Copy the following data line for line, exactly as it appears, with no changes.

Items from a data source:
-------------------------

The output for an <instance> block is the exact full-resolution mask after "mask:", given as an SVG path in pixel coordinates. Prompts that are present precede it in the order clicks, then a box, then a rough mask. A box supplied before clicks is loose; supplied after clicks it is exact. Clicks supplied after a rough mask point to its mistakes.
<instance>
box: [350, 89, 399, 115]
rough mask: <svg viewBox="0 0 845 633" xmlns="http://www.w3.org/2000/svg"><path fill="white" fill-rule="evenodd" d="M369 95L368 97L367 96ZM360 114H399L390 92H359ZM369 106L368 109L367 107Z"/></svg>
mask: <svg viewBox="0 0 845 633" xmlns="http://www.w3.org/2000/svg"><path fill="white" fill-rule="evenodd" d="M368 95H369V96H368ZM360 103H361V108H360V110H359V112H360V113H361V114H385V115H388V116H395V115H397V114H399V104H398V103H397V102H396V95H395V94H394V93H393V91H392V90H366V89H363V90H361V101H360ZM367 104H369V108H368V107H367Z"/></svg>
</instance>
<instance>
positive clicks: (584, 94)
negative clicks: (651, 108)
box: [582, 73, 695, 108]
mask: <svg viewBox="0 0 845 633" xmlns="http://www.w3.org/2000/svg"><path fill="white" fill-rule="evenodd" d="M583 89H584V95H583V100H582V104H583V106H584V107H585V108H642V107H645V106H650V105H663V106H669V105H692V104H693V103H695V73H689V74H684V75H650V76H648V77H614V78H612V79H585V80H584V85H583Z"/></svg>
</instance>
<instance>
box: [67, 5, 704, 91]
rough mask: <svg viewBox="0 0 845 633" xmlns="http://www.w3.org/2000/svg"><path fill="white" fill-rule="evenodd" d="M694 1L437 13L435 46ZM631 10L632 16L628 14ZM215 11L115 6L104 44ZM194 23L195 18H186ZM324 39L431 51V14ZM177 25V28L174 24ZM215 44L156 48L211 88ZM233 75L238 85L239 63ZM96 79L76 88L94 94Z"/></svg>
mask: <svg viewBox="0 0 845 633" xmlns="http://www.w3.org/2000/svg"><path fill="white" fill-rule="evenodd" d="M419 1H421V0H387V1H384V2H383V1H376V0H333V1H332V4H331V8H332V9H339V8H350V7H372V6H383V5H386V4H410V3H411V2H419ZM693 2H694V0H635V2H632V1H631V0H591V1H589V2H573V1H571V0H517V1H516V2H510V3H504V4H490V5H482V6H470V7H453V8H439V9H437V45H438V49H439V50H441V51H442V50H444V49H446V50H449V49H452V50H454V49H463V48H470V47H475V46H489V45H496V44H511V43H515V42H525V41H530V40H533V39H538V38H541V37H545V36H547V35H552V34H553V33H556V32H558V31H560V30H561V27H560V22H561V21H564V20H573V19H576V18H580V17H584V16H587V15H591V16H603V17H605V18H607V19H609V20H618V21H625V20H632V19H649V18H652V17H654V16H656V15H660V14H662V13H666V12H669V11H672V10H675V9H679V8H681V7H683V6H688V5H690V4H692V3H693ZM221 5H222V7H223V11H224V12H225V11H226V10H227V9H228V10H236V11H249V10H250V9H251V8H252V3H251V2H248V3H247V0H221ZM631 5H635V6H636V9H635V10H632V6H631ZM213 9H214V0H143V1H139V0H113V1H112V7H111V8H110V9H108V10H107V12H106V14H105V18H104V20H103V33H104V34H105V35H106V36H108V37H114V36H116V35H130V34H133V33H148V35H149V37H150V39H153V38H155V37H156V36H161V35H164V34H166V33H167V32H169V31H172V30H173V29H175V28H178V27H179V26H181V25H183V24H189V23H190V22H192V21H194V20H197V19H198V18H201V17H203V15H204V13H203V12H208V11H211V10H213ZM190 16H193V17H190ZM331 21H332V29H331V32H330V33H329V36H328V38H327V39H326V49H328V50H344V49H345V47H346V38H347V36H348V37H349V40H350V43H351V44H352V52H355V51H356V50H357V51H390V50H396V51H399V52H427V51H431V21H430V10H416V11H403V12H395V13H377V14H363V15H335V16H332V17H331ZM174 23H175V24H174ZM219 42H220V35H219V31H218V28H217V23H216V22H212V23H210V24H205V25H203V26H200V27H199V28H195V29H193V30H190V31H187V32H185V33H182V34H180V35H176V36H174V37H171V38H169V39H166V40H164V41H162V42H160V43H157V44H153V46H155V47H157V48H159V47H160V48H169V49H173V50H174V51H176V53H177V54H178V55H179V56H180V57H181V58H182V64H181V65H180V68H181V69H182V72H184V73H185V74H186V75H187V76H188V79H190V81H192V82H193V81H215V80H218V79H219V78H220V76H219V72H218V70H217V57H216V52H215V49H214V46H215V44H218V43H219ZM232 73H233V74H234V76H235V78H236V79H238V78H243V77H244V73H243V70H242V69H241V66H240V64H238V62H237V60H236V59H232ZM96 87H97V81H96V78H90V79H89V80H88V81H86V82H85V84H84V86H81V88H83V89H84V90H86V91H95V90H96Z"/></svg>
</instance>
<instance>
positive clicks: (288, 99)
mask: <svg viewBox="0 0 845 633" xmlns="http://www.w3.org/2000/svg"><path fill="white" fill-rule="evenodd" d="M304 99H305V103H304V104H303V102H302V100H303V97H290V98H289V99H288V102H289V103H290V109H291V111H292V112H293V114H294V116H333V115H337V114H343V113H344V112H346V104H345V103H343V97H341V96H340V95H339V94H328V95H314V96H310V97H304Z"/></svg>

-------------------------

# SOLUTION TO THIS EXERCISE
The output for an <instance> block is the exact full-resolution mask after "mask:", given as an SVG path in pixel coordinates. Prompts that are present precede it in the order clicks, then a box, then a rough mask. A box supplied before clicks is loose; supplied after clicks it is exact. Clicks supplied after a rough mask point to its mistakes.
<instance>
box: [350, 89, 399, 115]
rough mask: <svg viewBox="0 0 845 633" xmlns="http://www.w3.org/2000/svg"><path fill="white" fill-rule="evenodd" d="M369 95L368 97L367 96ZM360 114H399L390 92H359ZM369 106L368 109L367 107Z"/></svg>
mask: <svg viewBox="0 0 845 633" xmlns="http://www.w3.org/2000/svg"><path fill="white" fill-rule="evenodd" d="M368 95H369V96H368ZM360 103H361V108H360V110H359V112H360V113H361V114H385V115H388V116H395V115H397V114H399V104H398V103H397V102H396V95H395V94H394V93H393V91H392V90H366V89H363V90H361V101H360ZM367 104H369V108H368V107H367Z"/></svg>
</instance>
<instance>
positive clicks: (584, 94)
negative clicks: (651, 108)
box: [582, 73, 695, 108]
mask: <svg viewBox="0 0 845 633" xmlns="http://www.w3.org/2000/svg"><path fill="white" fill-rule="evenodd" d="M583 89H584V95H583V100H582V104H583V106H584V107H585V108H642V107H645V106H650V105H663V106H669V105H692V104H693V103H695V73H689V74H684V75H650V76H648V77H614V78H612V79H585V80H584V85H583Z"/></svg>
</instance>
<instance>
box: [67, 5, 704, 91]
rough mask: <svg viewBox="0 0 845 633" xmlns="http://www.w3.org/2000/svg"><path fill="white" fill-rule="evenodd" d="M694 1L437 13L435 46ZM631 10L632 16L628 14ZM215 11L115 6L104 44ZM194 23L195 18H186ZM324 39L431 51V14ZM177 25V28L174 24ZM215 44L156 48L211 88ZM233 75L238 85L239 63ZM96 79L76 88L94 94Z"/></svg>
mask: <svg viewBox="0 0 845 633" xmlns="http://www.w3.org/2000/svg"><path fill="white" fill-rule="evenodd" d="M419 1H421V0H387V1H384V2H383V1H376V0H333V1H332V4H331V8H332V9H339V8H350V7H372V6H383V5H386V4H410V3H411V2H419ZM693 2H694V0H635V2H632V1H631V0H591V1H589V2H573V1H571V0H517V1H516V2H510V3H504V4H490V5H482V6H470V7H453V8H439V9H437V45H438V49H439V50H441V51H442V50H444V49H446V50H449V49H452V50H454V49H463V48H470V47H475V46H489V45H496V44H511V43H515V42H525V41H530V40H533V39H538V38H541V37H545V36H547V35H552V34H553V33H556V32H558V31H560V30H561V27H560V22H561V21H564V20H573V19H576V18H580V17H584V16H587V15H591V16H603V17H605V18H607V19H609V20H618V21H625V20H632V19H649V18H652V17H654V16H656V15H660V14H662V13H666V12H669V11H672V10H675V9H679V8H681V7H683V6H688V5H690V4H692V3H693ZM221 5H222V7H223V11H224V12H225V11H226V10H227V9H228V10H236V11H249V10H250V9H251V8H252V3H251V2H248V3H247V0H221ZM631 5H635V6H636V9H635V10H632V6H631ZM213 9H214V0H143V1H139V0H113V1H112V7H111V8H110V9H108V10H107V12H106V14H105V18H104V20H103V33H104V34H105V35H106V36H108V37H114V36H116V35H130V34H133V33H148V35H149V37H150V39H153V38H155V37H156V36H161V35H164V34H166V33H167V32H169V31H172V30H173V29H175V28H178V27H179V26H181V25H183V24H189V23H190V22H192V21H194V20H197V19H198V18H201V17H203V15H204V13H203V12H208V11H211V10H213ZM190 16H193V17H190ZM331 21H332V29H331V32H330V33H329V36H328V38H327V39H326V49H328V50H344V49H345V47H346V38H347V36H348V37H349V40H350V43H351V44H352V52H355V51H356V50H357V51H390V50H396V51H399V52H427V51H431V21H430V10H416V11H403V12H395V13H377V14H363V15H335V16H332V17H331ZM174 23H175V24H174ZM219 42H220V35H219V31H218V28H217V23H216V22H212V23H210V24H205V25H203V26H200V27H199V28H195V29H193V30H190V31H187V32H185V33H182V34H180V35H176V36H174V37H171V38H169V39H166V40H164V41H162V42H160V43H157V44H153V46H155V47H157V48H159V47H160V48H169V49H173V50H174V51H176V53H177V54H178V55H179V56H180V57H181V58H182V64H181V65H180V68H181V69H182V72H184V73H185V74H186V75H187V76H188V79H190V81H192V82H193V81H215V80H218V79H219V78H220V76H219V72H218V70H217V57H216V52H215V49H214V46H215V44H218V43H219ZM232 73H233V74H234V76H235V78H236V79H238V78H243V77H244V73H243V70H242V69H241V66H240V64H238V62H237V60H236V59H232ZM96 87H97V81H96V78H90V79H89V80H88V81H86V82H85V84H84V86H81V88H83V89H84V90H86V91H95V90H96Z"/></svg>
</instance>
<instance>
positive clicks: (288, 99)
mask: <svg viewBox="0 0 845 633" xmlns="http://www.w3.org/2000/svg"><path fill="white" fill-rule="evenodd" d="M304 99H305V103H304V104H303V102H302V100H303V97H290V98H289V99H288V102H289V103H290V109H291V111H292V112H293V114H294V116H333V115H337V114H343V113H344V112H346V104H345V103H343V97H341V96H340V95H339V94H328V95H314V96H310V97H304Z"/></svg>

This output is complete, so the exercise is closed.